→ **TEXTAUSZUG**
▶

Jenseits der Kritik einer Medienumwelt bietet Bölls Roman eine ganz starke Analyse des Sexismus in einer patriarchalen Gesellschaft. Das fanden wir sehr bemerkenswert. In der Erinnerung spielte dieser Aspekt nämlich für meine Generation, die den Text ja in den 1990er Jahre in der Schule gelesen hat, überhaupt keine Rolle. Da ging es um Medien, um das Klima des Terrorismus in der BRD vielleicht noch. Aus heutiger Sicht müssen wir leider feststellen, dass wir damals völlig übersehen haben, wie präzise und genau Böll den Sexismus der damaligen gesellschaftlichen Realität beschreibt. Da ist das Thema Frau und Waffe, aber auch die Frau, die es wagt, alleine zu leben, die kein Kind hat, die ihre Eigenständigkeit behauptet – und die damit eine Provokation der Gesellschaft darstellt. Und die vielleicht deshalb so ein dankbares Ziel abgibt.
Heute ist die mediale Landschaft kaum noch zu überblicken. Zu Bölls Zeiten war das anders. Lässt sich „Katharina Blum“ aus heutiger Sicht auch als Wunschtraum verstehen, ein Medium oder einen Schuldigen zu benennen, den man haftbar machen kann?

◀

→ **BEREITGESTELLTES MATERIAL**

▶

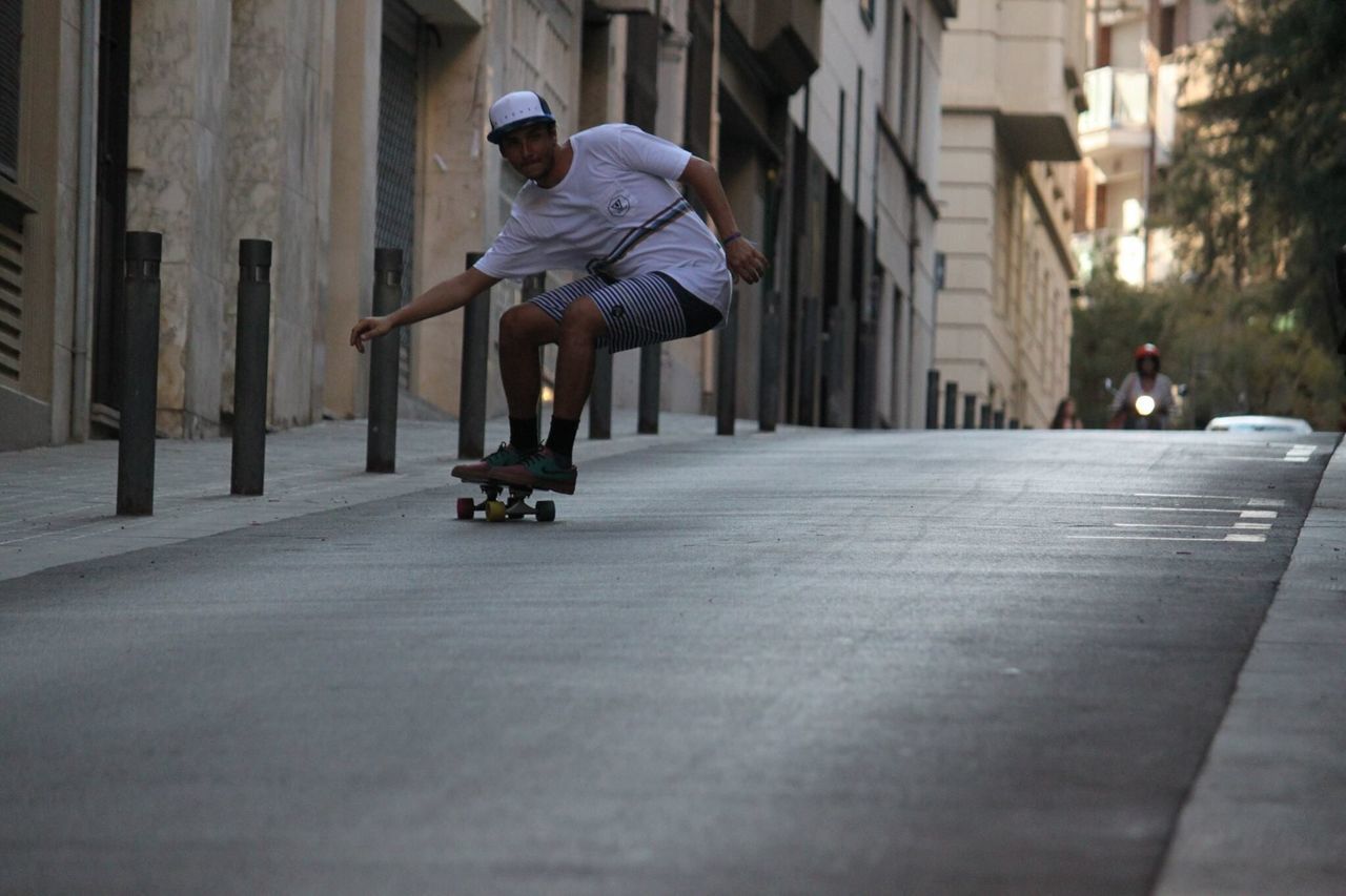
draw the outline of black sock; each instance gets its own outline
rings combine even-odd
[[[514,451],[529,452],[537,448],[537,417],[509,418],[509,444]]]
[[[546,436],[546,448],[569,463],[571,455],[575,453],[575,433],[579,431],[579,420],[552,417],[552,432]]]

◀

→ **AUFGABENTEILE**
**A)** Gib aus dem Textauszug über Bölls Roman alles von „Heute ist die“ bis hinunter zu „haftbar machen kann?“ unverändert zurück.
**B)** Führe den Textauszug über Bölls Roman „Katharina Blum“ im Anschluss an seinen letzten Satz weiter.

→ **LÖSUNGEN PRO AUFGABE**
**A)**
Heute ist die mediale Landschaft kaum noch zu überblicken. Zu Bölls Zeiten war das anders. Lässt sich „Katharina Blum“ aus heutiger Sicht auch als Wunschtraum verstehen, ein Medium oder einen Schuldigen zu benennen, den man haftbar machen kann?

**B)**
Aber das ist schon in Bölls Roman eine durchschaubare Illusion. Katharina Blum erschießt zwar diesen Autor, aber das trifft das System nicht im Geringsten. Bei Böll wird der Journalist Tötges nach dem Mord sofort ersetzt durch den nächsten Schreiberling, der die Story fortsetzt. Und das ist heute nicht anders. Wenn Renate Künast gegen Schreiber von Hasskommentaren vorgeht und Prozesse gewinnt, dann ist das zu unterstützen, aber es bleibt ein Kampf gegen Windmühlen. Auch die Social Media Beauftragten in den Theatern haben teilweise schlaflose Nächte angesichts der Kommentare. Die mediale Gegenwart ist sicherlich komplexer als zu Bölls Zeiten, aber der Roman erliegt nirgendwo der Illusion, dass es möglich sei, gegen das System anzukommen.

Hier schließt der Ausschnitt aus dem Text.